### Task brief
Report every line of the records that contains the word "instance".

### Input data
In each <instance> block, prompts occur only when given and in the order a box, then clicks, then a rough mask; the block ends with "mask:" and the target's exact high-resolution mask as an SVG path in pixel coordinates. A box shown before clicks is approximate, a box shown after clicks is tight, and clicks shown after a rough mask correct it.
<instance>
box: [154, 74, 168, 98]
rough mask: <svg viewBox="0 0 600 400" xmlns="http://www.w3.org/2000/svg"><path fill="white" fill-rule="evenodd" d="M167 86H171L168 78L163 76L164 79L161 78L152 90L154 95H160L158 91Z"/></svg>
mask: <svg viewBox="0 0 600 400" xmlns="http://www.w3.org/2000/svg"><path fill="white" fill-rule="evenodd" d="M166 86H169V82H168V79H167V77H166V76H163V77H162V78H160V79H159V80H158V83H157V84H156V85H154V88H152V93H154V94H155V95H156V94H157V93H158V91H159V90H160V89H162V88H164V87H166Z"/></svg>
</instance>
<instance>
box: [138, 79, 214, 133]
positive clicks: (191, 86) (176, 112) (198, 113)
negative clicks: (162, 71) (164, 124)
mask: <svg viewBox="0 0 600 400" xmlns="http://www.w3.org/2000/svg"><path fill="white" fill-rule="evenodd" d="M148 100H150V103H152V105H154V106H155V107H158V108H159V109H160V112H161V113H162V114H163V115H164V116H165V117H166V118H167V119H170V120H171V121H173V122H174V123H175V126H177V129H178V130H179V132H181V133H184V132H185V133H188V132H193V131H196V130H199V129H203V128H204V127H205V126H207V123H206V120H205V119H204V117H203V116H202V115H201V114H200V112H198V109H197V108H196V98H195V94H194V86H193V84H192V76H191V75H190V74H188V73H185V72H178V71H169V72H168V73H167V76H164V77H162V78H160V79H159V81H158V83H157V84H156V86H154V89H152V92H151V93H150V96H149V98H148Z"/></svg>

### Answer for the task
In each <instance> block, prompts occur only when given and in the order a box, then clicks, then a rough mask; the block ends with "mask:" and the target's exact high-resolution mask as an SVG path in pixel coordinates. A box shown before clicks is approximate, a box shown after clicks is tight, and clicks shown after a rough mask correct it.
<instance>
</instance>
<instance>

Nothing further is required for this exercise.